## What to do
In the U-Boot setup instructions, about how many seconds do you have after restarting the router to press RETURN and reach the U-Boot prompt?

___ Reading passage

Set up bootloader U-Boot for the SSD
  1. Connect the serial cable to the router and the PC (USB). This is described in detail here.
  2. Launch the serial console on the PC. On a Linux PC e.g. with:
    sudo screen /dev/ttyUSB0 115200
  3. Restart the router and immediately press the “RETURN” key several times until the U-Boot prompt “=>” appears. This works best if the router can be switched on from the PC via a smart socket, since you only have a few seconds (approx. 3). But you can also enter the command “reboot” and watch the right moment after shutting down.
  4. The U-Boot environment can now be checked with the following command (it is best to switch on the log file beforehand with “Ctrl-a H”; the Ctrl-a commands are probably dependent on the program used - here screen):
    printenv
  5. In particular, the two variables to be changed should look like this before the change:
    boot_prefixes=/ /boot/
    boot_targets=mmc0 scsi0 usb0 pxe dhcp
  6. They can also be checked individually with:
    printenv boot_prefixes
    printenv boot_targets
  7. Temporary changes for booting from the SSD (temporary means that the changes will be gone with the next reboot; this is recommended for the first attempt):
    setenv boot_prefixes / /boot/ /@/boot/
    setenv boot_targets scsi0 mmc0 usb0 pxe dhcp
    • The first change takes into account that the boot directory with the script file to be started is located in the subvolume @.

______
___ Raw records

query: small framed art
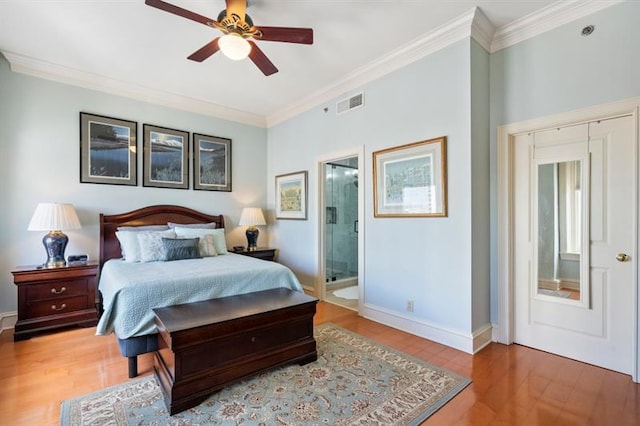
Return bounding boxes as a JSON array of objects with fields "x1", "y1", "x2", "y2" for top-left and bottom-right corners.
[
  {"x1": 193, "y1": 133, "x2": 231, "y2": 192},
  {"x1": 373, "y1": 136, "x2": 447, "y2": 217},
  {"x1": 276, "y1": 171, "x2": 307, "y2": 220},
  {"x1": 80, "y1": 112, "x2": 138, "y2": 186},
  {"x1": 142, "y1": 124, "x2": 189, "y2": 189}
]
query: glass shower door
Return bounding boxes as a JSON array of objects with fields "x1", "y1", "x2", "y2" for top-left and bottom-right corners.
[{"x1": 325, "y1": 158, "x2": 358, "y2": 285}]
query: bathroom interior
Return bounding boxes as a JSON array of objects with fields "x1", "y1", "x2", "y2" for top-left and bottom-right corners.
[{"x1": 324, "y1": 157, "x2": 358, "y2": 310}]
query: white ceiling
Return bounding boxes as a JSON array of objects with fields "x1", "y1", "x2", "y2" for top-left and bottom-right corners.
[{"x1": 0, "y1": 0, "x2": 616, "y2": 125}]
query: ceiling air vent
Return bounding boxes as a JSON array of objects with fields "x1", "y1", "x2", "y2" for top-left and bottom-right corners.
[{"x1": 336, "y1": 92, "x2": 364, "y2": 114}]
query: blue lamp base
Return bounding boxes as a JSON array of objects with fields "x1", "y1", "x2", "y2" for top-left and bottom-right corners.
[
  {"x1": 245, "y1": 226, "x2": 260, "y2": 251},
  {"x1": 42, "y1": 231, "x2": 69, "y2": 268}
]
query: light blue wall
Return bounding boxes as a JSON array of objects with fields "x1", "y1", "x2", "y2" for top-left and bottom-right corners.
[
  {"x1": 490, "y1": 1, "x2": 640, "y2": 322},
  {"x1": 268, "y1": 39, "x2": 489, "y2": 333},
  {"x1": 470, "y1": 39, "x2": 491, "y2": 330},
  {"x1": 0, "y1": 52, "x2": 268, "y2": 316}
]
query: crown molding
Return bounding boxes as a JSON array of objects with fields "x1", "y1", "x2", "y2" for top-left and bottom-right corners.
[
  {"x1": 267, "y1": 7, "x2": 491, "y2": 128},
  {"x1": 2, "y1": 52, "x2": 266, "y2": 127},
  {"x1": 2, "y1": 0, "x2": 628, "y2": 128},
  {"x1": 471, "y1": 7, "x2": 496, "y2": 52},
  {"x1": 489, "y1": 0, "x2": 625, "y2": 53}
]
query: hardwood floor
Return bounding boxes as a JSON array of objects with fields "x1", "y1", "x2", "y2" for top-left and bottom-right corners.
[{"x1": 0, "y1": 303, "x2": 640, "y2": 426}]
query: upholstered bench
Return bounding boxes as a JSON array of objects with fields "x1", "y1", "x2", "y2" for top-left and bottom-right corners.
[{"x1": 153, "y1": 288, "x2": 318, "y2": 415}]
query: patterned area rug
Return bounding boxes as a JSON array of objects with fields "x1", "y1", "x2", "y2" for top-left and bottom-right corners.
[{"x1": 60, "y1": 324, "x2": 471, "y2": 426}]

______

## Response for this exercise
About 3 seconds.